What needs to be done >>
Show, from the records below, all lines that contain the word "metal".

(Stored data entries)
Start of Block
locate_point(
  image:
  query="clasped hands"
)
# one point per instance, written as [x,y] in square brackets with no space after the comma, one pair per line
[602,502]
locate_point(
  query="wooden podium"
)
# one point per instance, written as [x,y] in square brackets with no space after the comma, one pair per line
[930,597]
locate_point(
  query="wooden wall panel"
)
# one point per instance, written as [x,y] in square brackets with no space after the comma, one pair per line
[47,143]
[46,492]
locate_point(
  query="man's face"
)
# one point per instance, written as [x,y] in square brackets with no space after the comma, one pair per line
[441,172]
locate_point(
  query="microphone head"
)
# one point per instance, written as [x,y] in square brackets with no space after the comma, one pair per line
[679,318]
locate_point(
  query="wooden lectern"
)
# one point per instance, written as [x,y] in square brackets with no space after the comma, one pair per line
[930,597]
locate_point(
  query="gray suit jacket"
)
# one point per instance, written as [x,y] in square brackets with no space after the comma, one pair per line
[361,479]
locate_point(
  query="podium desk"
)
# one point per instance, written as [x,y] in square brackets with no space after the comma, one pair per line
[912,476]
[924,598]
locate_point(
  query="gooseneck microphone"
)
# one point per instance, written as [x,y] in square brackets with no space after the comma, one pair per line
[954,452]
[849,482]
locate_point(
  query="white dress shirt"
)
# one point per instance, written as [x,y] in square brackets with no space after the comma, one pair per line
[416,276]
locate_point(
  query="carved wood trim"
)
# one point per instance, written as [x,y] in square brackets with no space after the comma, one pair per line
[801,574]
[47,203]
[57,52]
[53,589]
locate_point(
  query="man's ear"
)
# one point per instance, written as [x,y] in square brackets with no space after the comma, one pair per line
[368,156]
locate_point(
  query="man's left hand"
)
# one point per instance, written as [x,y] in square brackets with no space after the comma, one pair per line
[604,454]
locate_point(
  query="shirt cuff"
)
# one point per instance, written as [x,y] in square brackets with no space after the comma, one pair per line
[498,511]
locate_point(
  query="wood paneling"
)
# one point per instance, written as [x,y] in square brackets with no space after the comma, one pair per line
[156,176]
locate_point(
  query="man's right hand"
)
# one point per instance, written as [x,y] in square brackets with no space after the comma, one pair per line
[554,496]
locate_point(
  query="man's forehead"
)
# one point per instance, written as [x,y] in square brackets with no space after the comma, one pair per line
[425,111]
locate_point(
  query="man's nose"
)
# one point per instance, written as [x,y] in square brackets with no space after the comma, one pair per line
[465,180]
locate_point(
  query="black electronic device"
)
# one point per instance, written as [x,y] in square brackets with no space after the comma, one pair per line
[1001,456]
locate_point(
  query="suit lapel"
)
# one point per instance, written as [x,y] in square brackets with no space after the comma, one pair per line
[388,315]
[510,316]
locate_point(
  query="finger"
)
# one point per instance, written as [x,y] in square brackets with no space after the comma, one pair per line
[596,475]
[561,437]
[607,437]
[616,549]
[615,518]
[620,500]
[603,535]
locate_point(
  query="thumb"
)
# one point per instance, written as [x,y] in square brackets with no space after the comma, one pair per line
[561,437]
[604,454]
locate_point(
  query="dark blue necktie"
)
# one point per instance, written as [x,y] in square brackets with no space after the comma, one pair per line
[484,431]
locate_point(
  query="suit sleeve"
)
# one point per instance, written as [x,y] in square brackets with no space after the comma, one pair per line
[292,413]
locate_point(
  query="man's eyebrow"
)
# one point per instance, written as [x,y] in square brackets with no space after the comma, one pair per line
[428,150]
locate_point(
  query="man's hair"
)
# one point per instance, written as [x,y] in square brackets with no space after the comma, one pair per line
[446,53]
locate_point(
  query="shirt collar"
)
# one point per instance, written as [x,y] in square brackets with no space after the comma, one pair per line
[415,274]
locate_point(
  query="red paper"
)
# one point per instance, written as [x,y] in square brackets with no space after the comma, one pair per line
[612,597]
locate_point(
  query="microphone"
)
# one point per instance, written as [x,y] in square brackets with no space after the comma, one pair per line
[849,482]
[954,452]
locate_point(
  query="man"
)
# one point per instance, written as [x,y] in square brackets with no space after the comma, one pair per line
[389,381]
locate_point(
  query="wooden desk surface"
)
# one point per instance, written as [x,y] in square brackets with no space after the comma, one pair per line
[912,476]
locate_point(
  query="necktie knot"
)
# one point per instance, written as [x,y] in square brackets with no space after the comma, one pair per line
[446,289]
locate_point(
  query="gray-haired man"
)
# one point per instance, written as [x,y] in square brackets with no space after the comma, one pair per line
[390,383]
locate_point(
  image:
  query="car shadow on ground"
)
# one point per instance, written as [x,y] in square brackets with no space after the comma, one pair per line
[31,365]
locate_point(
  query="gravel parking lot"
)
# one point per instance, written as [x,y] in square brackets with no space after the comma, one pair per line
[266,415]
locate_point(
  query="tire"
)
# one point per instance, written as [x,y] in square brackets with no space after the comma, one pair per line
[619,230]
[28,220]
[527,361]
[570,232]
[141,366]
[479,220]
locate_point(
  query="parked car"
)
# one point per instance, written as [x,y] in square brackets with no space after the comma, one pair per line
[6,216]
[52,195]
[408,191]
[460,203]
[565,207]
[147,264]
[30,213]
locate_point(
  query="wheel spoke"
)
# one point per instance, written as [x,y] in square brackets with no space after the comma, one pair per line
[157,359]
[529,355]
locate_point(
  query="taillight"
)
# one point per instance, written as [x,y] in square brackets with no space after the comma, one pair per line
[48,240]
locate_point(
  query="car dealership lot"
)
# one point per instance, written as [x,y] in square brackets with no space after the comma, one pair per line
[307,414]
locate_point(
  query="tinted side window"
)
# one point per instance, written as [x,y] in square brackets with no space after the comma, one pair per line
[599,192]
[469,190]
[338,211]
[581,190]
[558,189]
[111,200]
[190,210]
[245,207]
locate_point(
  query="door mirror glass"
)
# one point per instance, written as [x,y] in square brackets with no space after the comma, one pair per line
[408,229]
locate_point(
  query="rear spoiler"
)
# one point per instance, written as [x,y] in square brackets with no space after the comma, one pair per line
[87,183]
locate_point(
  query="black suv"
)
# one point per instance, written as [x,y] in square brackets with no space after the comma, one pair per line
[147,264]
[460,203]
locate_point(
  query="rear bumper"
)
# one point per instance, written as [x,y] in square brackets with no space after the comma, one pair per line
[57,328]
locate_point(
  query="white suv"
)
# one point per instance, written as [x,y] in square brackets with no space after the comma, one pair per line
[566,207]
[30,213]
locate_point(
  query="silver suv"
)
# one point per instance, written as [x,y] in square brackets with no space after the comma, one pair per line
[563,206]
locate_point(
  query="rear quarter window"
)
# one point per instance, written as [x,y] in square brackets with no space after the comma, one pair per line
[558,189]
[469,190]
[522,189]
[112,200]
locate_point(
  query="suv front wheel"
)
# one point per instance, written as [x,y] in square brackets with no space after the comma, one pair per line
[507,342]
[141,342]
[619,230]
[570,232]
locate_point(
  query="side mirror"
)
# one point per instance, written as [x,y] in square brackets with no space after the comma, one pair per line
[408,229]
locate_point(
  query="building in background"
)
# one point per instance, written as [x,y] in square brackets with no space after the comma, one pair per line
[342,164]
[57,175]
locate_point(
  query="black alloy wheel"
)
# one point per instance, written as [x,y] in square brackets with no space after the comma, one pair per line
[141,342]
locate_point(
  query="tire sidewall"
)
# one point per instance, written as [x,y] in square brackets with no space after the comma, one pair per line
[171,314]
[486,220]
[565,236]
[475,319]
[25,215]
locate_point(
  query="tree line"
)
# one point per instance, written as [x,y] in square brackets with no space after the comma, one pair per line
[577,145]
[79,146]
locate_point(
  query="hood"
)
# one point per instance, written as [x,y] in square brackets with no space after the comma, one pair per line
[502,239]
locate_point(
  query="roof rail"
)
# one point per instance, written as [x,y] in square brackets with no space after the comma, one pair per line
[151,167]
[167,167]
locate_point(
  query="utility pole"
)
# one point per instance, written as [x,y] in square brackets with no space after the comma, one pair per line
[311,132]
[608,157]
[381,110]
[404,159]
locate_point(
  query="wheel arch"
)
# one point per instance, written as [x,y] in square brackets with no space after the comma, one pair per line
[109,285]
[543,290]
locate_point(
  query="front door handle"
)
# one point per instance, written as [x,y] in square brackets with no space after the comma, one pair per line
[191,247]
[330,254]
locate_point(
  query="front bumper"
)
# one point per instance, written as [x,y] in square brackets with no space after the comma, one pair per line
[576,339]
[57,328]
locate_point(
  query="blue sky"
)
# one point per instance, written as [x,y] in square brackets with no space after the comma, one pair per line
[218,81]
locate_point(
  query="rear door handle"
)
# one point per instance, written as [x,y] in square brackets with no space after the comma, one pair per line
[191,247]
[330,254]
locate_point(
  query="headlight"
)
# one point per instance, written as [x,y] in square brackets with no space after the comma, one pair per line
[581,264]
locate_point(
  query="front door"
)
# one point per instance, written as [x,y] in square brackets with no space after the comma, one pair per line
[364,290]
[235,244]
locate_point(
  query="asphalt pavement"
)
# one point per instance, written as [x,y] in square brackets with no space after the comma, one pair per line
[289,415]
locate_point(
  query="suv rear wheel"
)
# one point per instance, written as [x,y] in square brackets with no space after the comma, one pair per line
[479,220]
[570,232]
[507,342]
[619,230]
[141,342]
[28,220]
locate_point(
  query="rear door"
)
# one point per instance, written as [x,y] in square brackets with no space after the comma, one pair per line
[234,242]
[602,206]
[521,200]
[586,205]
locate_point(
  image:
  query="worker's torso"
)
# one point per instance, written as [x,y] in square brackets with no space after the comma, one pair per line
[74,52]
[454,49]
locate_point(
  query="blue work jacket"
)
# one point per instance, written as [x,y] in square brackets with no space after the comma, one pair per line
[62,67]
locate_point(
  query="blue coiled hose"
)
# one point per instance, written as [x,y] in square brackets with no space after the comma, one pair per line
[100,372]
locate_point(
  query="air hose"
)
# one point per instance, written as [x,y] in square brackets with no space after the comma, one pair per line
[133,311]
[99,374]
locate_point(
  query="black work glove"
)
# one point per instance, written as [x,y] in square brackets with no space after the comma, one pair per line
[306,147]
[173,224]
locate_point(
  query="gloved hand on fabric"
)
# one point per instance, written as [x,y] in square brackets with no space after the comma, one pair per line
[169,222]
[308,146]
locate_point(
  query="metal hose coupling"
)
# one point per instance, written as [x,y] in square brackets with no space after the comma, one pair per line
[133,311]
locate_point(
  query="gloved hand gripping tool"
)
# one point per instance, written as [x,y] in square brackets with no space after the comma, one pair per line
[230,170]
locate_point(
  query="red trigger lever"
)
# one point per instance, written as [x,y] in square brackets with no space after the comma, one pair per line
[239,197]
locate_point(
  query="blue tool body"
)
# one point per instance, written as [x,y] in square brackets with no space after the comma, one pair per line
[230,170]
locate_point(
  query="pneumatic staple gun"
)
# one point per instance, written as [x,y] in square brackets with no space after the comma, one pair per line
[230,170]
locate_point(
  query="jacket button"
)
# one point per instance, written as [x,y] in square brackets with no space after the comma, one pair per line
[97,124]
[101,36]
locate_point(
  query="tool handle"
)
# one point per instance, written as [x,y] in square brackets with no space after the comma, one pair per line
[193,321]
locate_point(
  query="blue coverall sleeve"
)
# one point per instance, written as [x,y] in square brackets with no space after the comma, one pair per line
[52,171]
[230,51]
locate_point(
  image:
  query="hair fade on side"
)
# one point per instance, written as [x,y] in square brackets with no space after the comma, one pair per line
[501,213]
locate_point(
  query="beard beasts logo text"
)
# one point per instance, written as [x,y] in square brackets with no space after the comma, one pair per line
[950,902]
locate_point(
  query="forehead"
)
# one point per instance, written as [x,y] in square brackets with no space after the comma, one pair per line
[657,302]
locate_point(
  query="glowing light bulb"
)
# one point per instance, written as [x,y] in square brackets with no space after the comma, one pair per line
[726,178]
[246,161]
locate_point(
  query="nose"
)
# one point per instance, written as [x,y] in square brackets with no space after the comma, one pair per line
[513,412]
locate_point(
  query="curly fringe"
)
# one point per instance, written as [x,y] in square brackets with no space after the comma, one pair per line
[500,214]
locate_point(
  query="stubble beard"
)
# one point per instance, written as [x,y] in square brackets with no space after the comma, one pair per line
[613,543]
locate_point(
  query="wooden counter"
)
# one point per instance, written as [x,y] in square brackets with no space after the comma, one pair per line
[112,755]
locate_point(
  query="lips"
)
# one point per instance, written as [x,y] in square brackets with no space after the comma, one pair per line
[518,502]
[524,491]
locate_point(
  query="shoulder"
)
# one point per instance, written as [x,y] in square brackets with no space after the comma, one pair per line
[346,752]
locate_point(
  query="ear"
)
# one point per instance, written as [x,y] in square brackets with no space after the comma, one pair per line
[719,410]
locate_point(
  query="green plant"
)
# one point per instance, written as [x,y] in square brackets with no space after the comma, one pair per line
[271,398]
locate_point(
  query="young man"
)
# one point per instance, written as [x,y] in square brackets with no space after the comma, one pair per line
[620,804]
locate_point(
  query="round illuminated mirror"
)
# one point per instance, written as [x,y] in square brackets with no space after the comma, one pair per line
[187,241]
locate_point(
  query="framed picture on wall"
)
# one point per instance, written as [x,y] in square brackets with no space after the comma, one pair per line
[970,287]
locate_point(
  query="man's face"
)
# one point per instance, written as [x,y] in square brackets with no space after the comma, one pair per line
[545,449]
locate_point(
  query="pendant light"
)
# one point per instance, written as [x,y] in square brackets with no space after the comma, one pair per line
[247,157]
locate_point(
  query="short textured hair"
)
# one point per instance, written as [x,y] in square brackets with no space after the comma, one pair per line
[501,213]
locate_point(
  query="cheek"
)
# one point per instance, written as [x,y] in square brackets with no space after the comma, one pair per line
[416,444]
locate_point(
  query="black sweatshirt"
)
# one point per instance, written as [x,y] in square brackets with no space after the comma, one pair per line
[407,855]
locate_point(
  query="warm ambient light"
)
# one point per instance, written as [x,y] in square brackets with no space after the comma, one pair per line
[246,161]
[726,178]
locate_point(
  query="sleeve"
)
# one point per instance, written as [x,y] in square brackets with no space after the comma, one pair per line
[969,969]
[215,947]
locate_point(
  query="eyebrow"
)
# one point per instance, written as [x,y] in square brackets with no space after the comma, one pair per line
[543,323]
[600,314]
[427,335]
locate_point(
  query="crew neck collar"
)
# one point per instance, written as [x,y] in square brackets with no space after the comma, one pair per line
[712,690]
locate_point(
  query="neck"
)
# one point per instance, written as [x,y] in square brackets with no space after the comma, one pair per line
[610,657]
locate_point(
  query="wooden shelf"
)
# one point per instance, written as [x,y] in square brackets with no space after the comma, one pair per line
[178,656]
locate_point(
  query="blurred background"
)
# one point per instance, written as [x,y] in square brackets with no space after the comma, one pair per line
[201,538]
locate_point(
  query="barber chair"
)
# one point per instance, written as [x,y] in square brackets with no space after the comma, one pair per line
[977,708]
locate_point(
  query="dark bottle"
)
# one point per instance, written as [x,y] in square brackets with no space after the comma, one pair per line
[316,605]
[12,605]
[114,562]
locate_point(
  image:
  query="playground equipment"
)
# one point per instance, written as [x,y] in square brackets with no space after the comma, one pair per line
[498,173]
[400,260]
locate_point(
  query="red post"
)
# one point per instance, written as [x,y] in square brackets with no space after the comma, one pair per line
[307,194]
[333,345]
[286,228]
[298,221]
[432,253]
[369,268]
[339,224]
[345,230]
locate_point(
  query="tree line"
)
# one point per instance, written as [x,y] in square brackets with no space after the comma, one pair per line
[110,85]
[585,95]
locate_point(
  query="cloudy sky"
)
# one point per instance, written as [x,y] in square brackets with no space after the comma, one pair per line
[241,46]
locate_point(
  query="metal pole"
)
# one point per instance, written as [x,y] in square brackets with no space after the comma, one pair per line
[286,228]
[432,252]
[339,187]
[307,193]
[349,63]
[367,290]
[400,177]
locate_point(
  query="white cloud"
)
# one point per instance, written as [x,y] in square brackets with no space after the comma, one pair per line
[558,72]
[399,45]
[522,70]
End of Block
Solved problem >>
  query="metal hose coupling"
  query="metal pole"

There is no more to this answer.